Problem requirements - For the data that follows, report how many lines contain the word "tree", and nothing else.

Given information -
◇ ◇ ◇ ◇
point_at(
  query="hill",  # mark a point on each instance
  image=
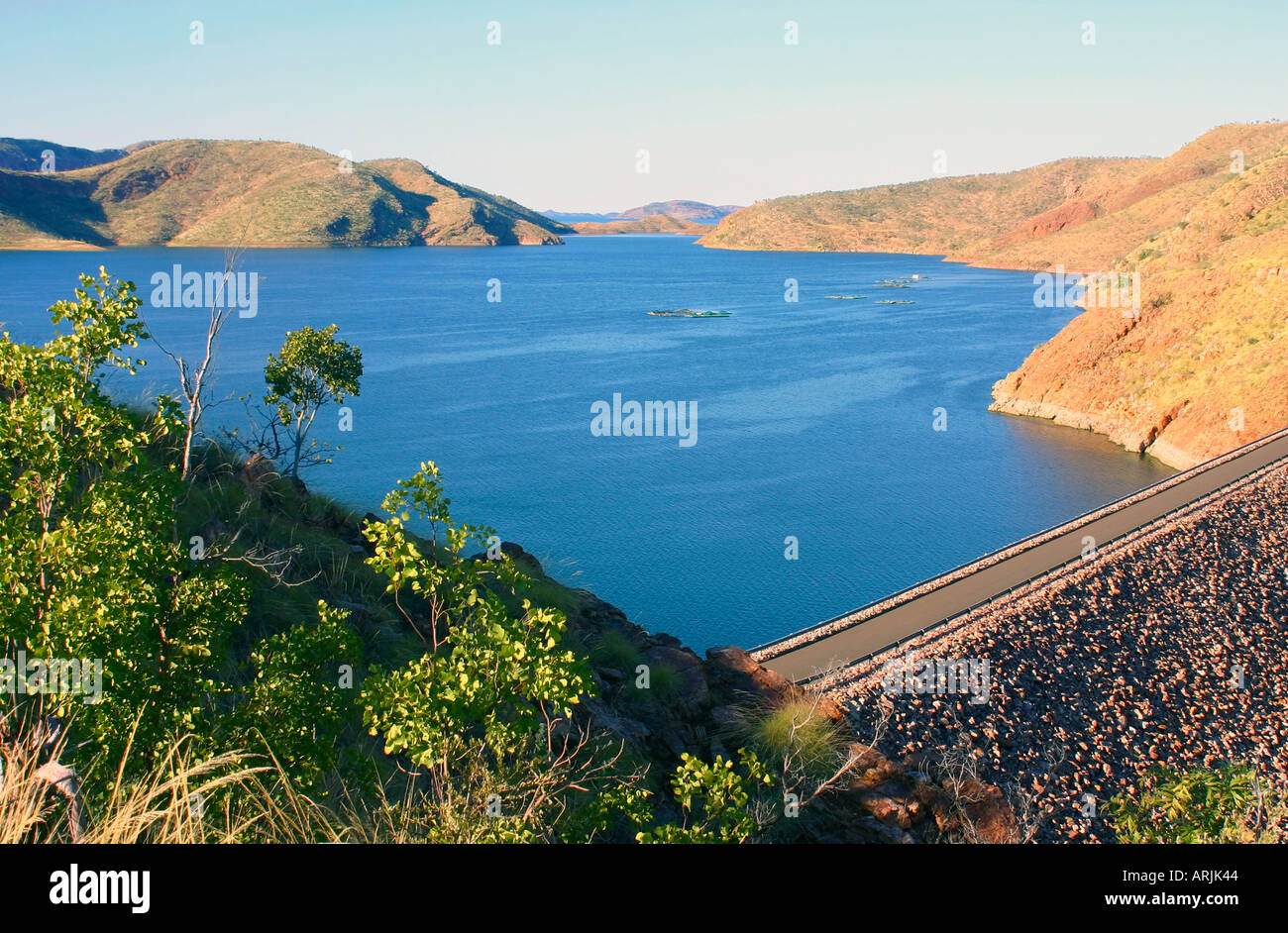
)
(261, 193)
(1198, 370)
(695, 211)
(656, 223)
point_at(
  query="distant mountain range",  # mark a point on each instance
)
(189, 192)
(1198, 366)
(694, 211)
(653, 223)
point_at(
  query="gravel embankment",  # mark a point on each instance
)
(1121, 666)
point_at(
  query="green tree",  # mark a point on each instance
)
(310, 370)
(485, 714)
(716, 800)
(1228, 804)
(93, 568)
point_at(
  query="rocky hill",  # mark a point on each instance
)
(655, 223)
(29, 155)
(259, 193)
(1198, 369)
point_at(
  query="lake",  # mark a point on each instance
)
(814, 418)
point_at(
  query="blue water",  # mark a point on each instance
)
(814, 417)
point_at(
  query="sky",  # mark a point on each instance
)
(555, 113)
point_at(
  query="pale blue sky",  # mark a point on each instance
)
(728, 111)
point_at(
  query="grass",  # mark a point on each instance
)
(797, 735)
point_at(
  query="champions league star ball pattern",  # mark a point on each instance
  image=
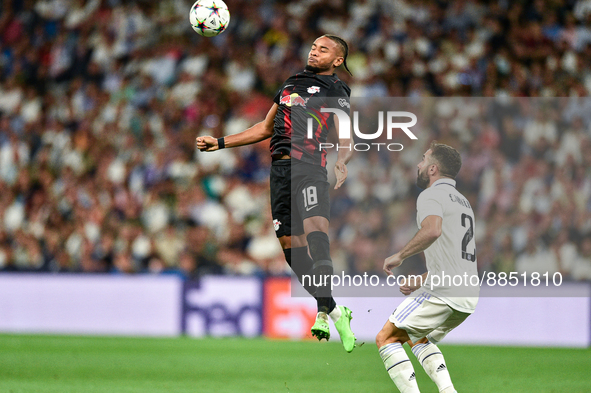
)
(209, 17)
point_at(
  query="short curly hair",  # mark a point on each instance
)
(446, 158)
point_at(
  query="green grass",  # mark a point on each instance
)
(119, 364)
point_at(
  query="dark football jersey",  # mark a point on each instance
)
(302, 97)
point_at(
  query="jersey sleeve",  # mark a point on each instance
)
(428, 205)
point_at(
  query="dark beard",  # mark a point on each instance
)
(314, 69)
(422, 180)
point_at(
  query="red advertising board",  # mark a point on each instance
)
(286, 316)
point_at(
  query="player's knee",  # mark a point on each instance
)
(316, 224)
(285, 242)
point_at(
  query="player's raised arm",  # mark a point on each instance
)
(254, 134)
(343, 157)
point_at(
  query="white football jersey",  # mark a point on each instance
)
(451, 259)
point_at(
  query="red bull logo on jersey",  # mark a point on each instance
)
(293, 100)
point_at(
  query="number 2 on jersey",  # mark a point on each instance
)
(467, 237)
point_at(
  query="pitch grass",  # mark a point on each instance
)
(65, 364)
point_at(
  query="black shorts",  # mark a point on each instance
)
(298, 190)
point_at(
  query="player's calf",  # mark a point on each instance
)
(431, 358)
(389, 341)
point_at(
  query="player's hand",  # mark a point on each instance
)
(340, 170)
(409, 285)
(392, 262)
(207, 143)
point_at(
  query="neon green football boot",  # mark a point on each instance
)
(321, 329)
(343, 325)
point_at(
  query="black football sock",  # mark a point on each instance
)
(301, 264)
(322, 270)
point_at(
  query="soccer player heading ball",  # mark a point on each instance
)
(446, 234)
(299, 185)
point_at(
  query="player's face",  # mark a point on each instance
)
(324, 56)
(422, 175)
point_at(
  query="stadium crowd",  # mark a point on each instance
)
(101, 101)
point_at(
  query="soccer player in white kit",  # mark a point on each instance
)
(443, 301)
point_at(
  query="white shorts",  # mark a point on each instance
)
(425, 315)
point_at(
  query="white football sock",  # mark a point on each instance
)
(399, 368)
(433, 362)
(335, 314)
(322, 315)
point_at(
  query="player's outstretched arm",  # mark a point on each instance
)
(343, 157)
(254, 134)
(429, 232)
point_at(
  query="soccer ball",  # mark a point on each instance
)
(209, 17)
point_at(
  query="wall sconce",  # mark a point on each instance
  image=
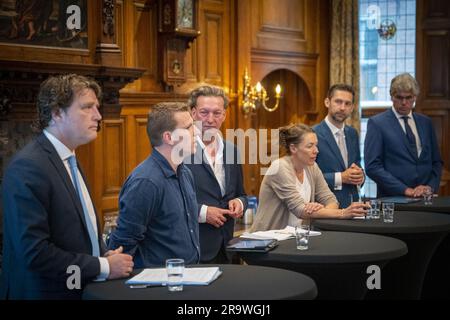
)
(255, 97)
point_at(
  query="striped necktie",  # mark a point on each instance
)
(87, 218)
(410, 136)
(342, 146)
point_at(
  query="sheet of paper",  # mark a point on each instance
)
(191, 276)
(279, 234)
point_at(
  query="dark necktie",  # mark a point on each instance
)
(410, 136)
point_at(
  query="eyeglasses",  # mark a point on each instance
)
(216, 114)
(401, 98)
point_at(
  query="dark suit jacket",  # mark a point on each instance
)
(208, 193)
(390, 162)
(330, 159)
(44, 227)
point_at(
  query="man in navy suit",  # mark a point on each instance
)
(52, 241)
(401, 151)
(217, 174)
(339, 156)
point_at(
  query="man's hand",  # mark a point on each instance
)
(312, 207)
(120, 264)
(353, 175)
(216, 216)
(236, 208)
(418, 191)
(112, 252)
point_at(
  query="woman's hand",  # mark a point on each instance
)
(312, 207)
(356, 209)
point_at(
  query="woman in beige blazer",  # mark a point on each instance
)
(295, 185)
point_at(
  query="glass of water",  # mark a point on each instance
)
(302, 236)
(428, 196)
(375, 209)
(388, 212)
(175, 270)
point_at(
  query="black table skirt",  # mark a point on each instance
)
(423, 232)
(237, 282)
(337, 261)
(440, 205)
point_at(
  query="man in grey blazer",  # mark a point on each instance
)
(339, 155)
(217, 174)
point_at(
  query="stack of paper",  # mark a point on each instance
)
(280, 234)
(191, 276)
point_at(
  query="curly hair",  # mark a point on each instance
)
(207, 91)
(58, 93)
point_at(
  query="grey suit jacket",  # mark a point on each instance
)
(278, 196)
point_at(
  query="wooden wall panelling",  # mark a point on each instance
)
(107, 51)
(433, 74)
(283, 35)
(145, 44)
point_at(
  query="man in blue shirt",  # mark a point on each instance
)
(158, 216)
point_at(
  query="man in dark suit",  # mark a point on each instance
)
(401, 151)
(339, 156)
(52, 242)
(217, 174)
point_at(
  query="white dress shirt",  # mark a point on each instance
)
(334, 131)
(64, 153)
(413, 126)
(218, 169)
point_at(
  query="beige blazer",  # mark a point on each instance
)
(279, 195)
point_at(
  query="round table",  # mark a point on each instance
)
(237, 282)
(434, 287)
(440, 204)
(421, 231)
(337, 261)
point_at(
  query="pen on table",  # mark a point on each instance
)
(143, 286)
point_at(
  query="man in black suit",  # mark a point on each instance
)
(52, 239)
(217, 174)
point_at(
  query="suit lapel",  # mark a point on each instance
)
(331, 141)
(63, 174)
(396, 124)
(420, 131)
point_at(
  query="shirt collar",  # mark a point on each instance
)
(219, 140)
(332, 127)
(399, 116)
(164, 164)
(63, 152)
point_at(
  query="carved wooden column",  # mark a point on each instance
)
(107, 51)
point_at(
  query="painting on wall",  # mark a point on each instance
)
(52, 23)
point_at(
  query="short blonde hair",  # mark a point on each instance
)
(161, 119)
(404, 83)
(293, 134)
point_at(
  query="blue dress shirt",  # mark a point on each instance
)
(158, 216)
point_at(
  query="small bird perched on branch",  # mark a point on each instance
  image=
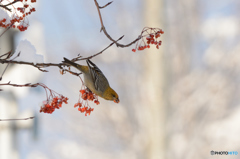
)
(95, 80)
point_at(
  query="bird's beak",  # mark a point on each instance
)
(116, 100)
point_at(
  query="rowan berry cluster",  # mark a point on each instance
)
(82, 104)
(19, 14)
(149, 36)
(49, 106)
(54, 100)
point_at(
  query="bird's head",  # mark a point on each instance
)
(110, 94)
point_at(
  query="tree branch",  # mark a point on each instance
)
◇ ◇ ◇ ◇
Solution - 2